*Challenge*
Duplicate every line of the data below word for word.

(Point annotation dataset data)
####################

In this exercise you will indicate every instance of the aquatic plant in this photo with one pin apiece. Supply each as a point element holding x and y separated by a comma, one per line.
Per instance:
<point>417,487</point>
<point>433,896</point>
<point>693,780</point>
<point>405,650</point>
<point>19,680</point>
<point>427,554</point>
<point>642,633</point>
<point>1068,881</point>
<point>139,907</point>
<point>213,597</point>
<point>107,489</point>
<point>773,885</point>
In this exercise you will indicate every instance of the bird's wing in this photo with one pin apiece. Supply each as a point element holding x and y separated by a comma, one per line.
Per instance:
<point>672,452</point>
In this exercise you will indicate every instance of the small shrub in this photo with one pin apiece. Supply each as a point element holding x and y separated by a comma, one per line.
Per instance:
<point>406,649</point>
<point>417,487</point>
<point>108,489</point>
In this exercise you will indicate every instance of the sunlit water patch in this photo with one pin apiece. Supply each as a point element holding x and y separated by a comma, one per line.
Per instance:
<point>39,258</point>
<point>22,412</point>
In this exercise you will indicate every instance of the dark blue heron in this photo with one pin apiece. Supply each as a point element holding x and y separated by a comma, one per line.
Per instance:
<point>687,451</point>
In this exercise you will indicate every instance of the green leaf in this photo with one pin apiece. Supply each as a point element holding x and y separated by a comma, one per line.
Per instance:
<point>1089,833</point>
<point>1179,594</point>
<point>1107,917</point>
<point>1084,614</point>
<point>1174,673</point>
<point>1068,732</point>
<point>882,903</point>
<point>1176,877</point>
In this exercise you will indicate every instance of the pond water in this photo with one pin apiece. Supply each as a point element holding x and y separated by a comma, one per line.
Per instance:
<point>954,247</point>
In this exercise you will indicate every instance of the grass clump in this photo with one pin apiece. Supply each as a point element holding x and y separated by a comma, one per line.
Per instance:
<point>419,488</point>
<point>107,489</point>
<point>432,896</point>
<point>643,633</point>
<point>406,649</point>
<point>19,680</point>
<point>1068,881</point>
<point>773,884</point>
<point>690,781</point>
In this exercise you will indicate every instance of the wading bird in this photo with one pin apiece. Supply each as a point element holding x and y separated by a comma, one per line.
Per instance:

####################

*Task result*
In this exercise you will indicate every instance of the aquatic plant in this photo with one pin apiece. Supply each as a point element holding x and y separated by a comma, one per line.
Per instance:
<point>417,487</point>
<point>433,896</point>
<point>693,780</point>
<point>405,650</point>
<point>19,680</point>
<point>427,554</point>
<point>642,633</point>
<point>1068,881</point>
<point>139,907</point>
<point>213,597</point>
<point>107,489</point>
<point>773,885</point>
In this exercise you will indicate every instance of the bird's wing in this photo with one pin apiece. Supply each as a point element holding x and y separated by a comma, one per line.
Per instance:
<point>672,452</point>
In this exercise you will indicate every instance of the small shrub in this photo with one pin apiece. Supply each as a point element holding x and y separated by a comma, one per line.
Per instance:
<point>406,649</point>
<point>417,487</point>
<point>108,489</point>
In this exercise you will indicate every instance of the sunlit water patch in this photo with one pin apiece. Supply each as a point element holding x and y separated by a comma, one per line.
Per instance:
<point>39,258</point>
<point>22,412</point>
In this exercise you will indicate every instance of the dark blue heron in this photo with one pin apiece. Supply each as a point element holding x and y separated by a comma, one per line.
Per instance:
<point>687,451</point>
In this exercise you will indicate every instance of the green leaf in this photo with one pin apiece. Supply each as a point element holding x and y separated by a comma, one per line.
Per instance:
<point>1089,833</point>
<point>1179,594</point>
<point>1107,917</point>
<point>1084,614</point>
<point>1174,673</point>
<point>1068,732</point>
<point>882,903</point>
<point>1176,877</point>
In this exercise you will indicate every instance of the pond water in this photo with one pin apiece. Supply each as a point element holding x and y separated by a comma, one per line.
Per instance:
<point>954,247</point>
In this exercise you will indicate every instance of the grass clump in this photo with one pin apiece. Supply each as a point element holding x and y separated by a comma, one per line.
Per instance:
<point>419,488</point>
<point>107,489</point>
<point>432,896</point>
<point>643,633</point>
<point>406,649</point>
<point>19,680</point>
<point>1068,881</point>
<point>773,884</point>
<point>690,781</point>
In this exercise you will indicate every instance of the wading bird in this photo with one pin apiece. Supply each as a point element holding x and y separated by a comma, one per line.
Per instance:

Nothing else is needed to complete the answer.